(Recorded data)
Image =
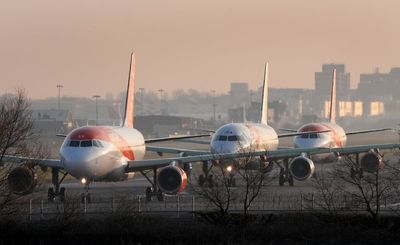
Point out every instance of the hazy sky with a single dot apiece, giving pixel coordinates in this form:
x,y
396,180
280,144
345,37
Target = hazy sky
x,y
85,44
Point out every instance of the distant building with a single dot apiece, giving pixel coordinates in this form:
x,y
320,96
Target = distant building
x,y
323,80
161,126
378,84
239,94
52,122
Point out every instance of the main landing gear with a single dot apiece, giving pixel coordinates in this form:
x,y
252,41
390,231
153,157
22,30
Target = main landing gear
x,y
206,178
355,166
285,175
56,191
85,196
153,190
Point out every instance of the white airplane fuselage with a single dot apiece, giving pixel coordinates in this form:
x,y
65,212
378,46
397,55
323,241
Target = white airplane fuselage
x,y
242,137
336,137
101,153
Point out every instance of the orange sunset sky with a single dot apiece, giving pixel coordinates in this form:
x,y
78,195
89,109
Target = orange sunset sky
x,y
180,44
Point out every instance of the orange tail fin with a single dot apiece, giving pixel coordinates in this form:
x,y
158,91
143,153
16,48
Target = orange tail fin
x,y
130,96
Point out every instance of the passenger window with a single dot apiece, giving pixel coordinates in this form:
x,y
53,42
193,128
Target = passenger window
x,y
74,143
222,138
97,143
232,138
86,143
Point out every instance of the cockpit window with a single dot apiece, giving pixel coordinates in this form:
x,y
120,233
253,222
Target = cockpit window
x,y
222,138
86,143
97,143
74,143
233,138
311,136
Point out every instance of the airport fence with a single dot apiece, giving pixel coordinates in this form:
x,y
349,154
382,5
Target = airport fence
x,y
185,206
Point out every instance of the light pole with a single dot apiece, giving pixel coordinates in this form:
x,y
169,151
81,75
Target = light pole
x,y
214,105
161,100
59,86
96,97
141,91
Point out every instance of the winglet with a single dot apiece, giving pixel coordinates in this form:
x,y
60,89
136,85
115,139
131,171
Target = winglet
x,y
264,105
130,96
332,112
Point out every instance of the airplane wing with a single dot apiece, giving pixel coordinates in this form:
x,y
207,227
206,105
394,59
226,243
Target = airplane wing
x,y
54,163
368,131
156,163
301,133
276,155
161,150
201,142
288,130
174,138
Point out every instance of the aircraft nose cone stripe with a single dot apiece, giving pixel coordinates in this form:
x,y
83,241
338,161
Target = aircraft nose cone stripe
x,y
335,139
105,134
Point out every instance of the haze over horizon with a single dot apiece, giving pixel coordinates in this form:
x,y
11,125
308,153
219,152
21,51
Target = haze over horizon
x,y
205,45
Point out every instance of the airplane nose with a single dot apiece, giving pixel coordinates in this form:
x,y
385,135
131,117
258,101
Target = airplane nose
x,y
225,147
78,164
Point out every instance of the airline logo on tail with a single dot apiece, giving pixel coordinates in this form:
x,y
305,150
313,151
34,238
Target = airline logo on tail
x,y
332,112
130,96
264,105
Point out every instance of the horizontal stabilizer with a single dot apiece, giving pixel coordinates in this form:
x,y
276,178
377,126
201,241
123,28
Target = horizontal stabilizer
x,y
302,133
153,140
368,131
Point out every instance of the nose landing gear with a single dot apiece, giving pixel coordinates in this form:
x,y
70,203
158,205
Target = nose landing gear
x,y
153,190
284,174
85,196
56,191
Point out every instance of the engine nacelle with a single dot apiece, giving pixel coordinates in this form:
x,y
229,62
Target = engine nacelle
x,y
301,168
22,180
172,179
372,162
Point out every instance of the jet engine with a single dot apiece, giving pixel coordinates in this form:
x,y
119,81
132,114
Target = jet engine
x,y
172,179
301,168
22,180
371,162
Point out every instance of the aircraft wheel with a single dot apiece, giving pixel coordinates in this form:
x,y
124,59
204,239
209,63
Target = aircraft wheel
x,y
86,197
210,180
149,192
202,179
50,194
161,196
361,173
281,180
232,182
62,194
291,181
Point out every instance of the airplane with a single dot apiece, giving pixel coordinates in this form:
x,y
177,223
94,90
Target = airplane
x,y
103,153
95,153
333,137
239,137
233,139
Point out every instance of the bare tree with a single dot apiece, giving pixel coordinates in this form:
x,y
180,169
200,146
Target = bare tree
x,y
17,139
246,174
341,189
16,125
218,191
252,172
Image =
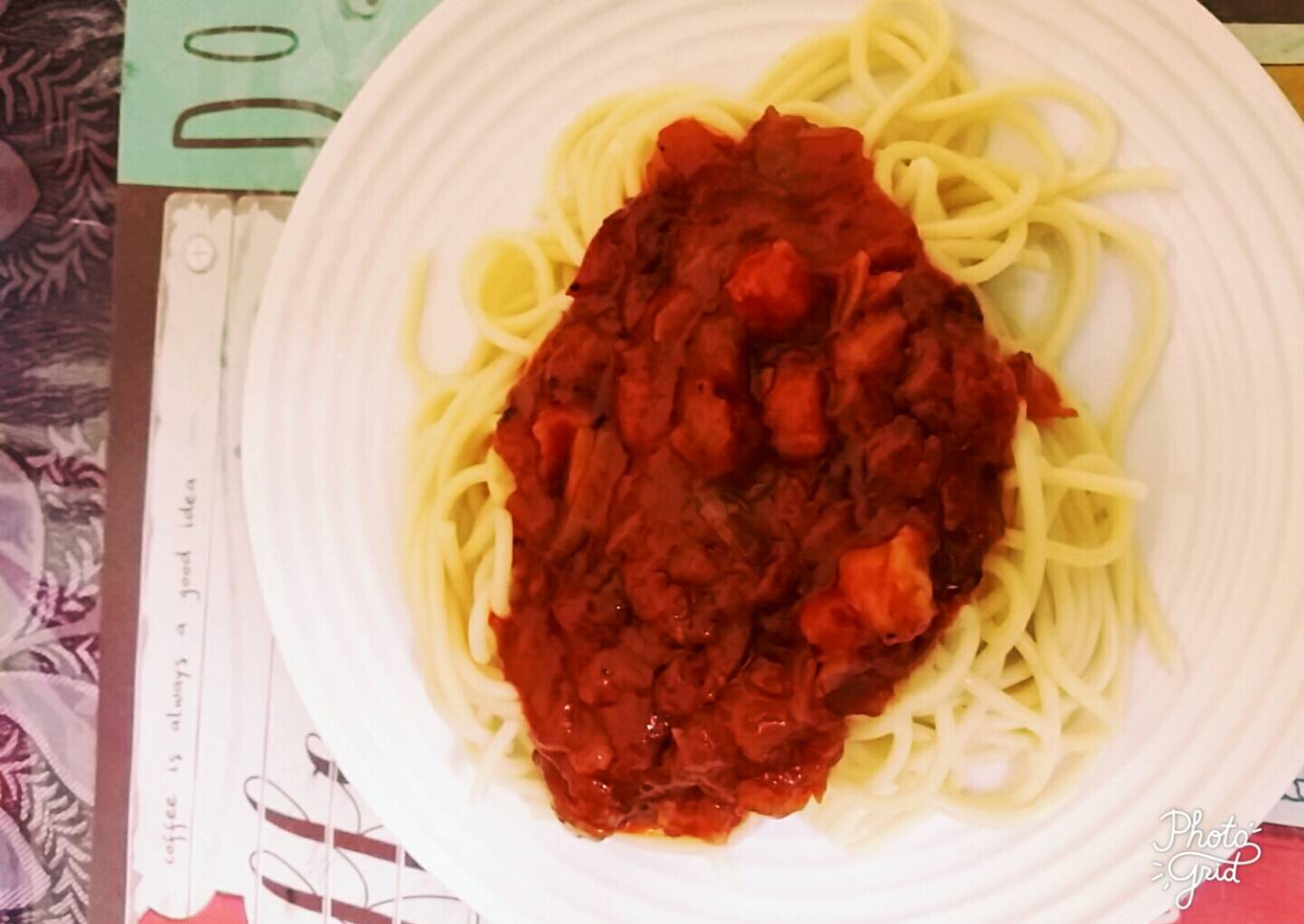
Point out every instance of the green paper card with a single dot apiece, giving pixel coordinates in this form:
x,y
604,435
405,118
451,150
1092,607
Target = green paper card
x,y
242,94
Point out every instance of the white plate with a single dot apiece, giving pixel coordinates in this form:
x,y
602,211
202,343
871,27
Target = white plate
x,y
448,140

WHAT NEEDS TO BE DONE: Repeat the material verbatim. Do not carry over any picture.

RESULT:
Image =
Point out every instance of the hazy sky with a single dot apiece, giving pixel coordinates in this form:
x,y
396,180
280,144
345,37
Target = hazy sky
x,y
85,44
Point out every instance of the distant building with a single dot apiece, giving pixel coordinates in this form:
x,y
320,96
Target = distant building
x,y
323,80
161,126
378,84
239,94
52,122
Point out every instance of the main landing gear with a single dot apiece, giving pixel coordinates in this form:
x,y
252,41
390,231
153,157
22,30
Target = main landing gear
x,y
206,178
355,166
285,175
56,191
85,196
153,190
Point out every instance of the white airplane fuselage with a single dot apiece, giving pixel coordinates in this form:
x,y
65,212
378,46
397,55
323,241
Target = white airplane fuselage
x,y
242,137
336,137
101,153
Point out every instance of the orange sunset sky with a single dot apiece, giving pixel coordinates in this form:
x,y
78,195
89,109
Target = orange sunset sky
x,y
180,44
Point out every instance of the orange tail fin with a single dot apiece, giving pixel coordinates in this form:
x,y
158,91
143,153
16,48
Target = orange tail fin
x,y
130,96
Point out every instance of the passenger window with a single dot apiece, giving pixel coordinates in this form:
x,y
53,42
193,128
Target = passenger window
x,y
74,143
222,138
97,143
232,138
86,143
Point out every instance of the cockpit window with a single dot apiece, giving pixel coordinates in this form:
x,y
120,233
253,222
Target = cockpit window
x,y
222,138
86,143
97,143
74,143
233,138
311,136
Point out every instance of the airport fence with a single dot apiece, giving pixel coordinates in this form:
x,y
349,154
382,5
Target = airport fence
x,y
185,206
Point out every instance of the light pole with a single dot apiece, giving pixel coordinates in this form:
x,y
169,151
81,75
Target = light pole
x,y
214,105
161,100
59,86
96,97
141,91
Point out every instance of the winglet with a single dot apiece, giving pixel coordinates in this form:
x,y
60,89
136,85
115,139
131,171
Target = winglet
x,y
264,105
130,96
332,112
Point out every instance of the airplane wing with a single dot apiece, giving pixel coordinates in this form:
x,y
207,227
206,105
394,59
226,243
Target = airplane wing
x,y
54,163
368,131
156,163
301,133
276,155
161,150
201,142
288,130
174,138
Point out every instance of the aircraft nose cone stripe with a single dot apiece, giving pixel coordinates in this form:
x,y
83,241
338,161
Target = aircraft nose cone stripe
x,y
335,139
105,134
Point out every instance of the haze over horizon with a single dot apiece, giving pixel coordinates in this form:
x,y
11,125
308,153
219,152
21,51
Target = haze over horizon
x,y
205,45
Point out every instance of the airplane nose with a single dot apiece, giving pixel coordinates in this form:
x,y
385,135
131,117
258,101
Target = airplane nose
x,y
225,147
78,164
Point out every instance of the airline logo on tail with a single dot apiece, giving pixel coordinates in this form:
x,y
305,150
313,151
34,238
Target = airline logo on tail
x,y
332,112
130,96
264,105
Point out every instance of the horizontal stabilizer with a single dot apiece, giving pixel coordinates in this form:
x,y
276,178
377,126
201,241
123,28
Target = horizontal stabilizer
x,y
302,133
153,140
368,131
Point out every instance of the nose landing gear with a single dot apiece, giving pixel coordinates in this form:
x,y
70,203
158,205
Target = nose landing gear
x,y
153,190
284,174
85,196
56,191
Point out every instance of the engine nacelle with a single dot apiece, giving pixel coordinates in this form:
x,y
229,62
Target = engine nacelle
x,y
301,168
22,180
172,179
372,162
Point out every instance of the jet engine with a single dot apiece, giving pixel coordinates in this form:
x,y
119,81
132,114
Target = jet engine
x,y
172,179
301,168
22,180
371,162
Point out every instance of the aircraft wheel with a single dot apiece, giving pixel coordinates in this form:
x,y
124,59
204,239
209,63
Target = aircraft wheel
x,y
86,197
210,180
149,192
202,179
50,194
161,196
361,173
281,180
232,182
62,194
291,181
Point out every instance of the airplane with a single dot apiece, giving pixel coordinates in this form:
x,y
177,223
94,90
Target = airplane
x,y
103,153
95,153
333,137
239,137
233,139
Point out every instance of the bare tree with a single dot apiece, giving pixel coordinates in this form:
x,y
180,169
200,146
Target = bare tree
x,y
17,139
246,174
341,189
16,125
218,191
252,172
Image =
Point out every instance of the green paper card with a single dot apiece, giving pixel coordinates in this form:
x,y
604,435
405,118
451,150
1092,607
Target = green paper card
x,y
242,94
Point out every instance of the white plate with a single dot apiece, giving pixel coordinates in this form:
x,y
602,211
202,343
871,27
Target = white plate
x,y
448,140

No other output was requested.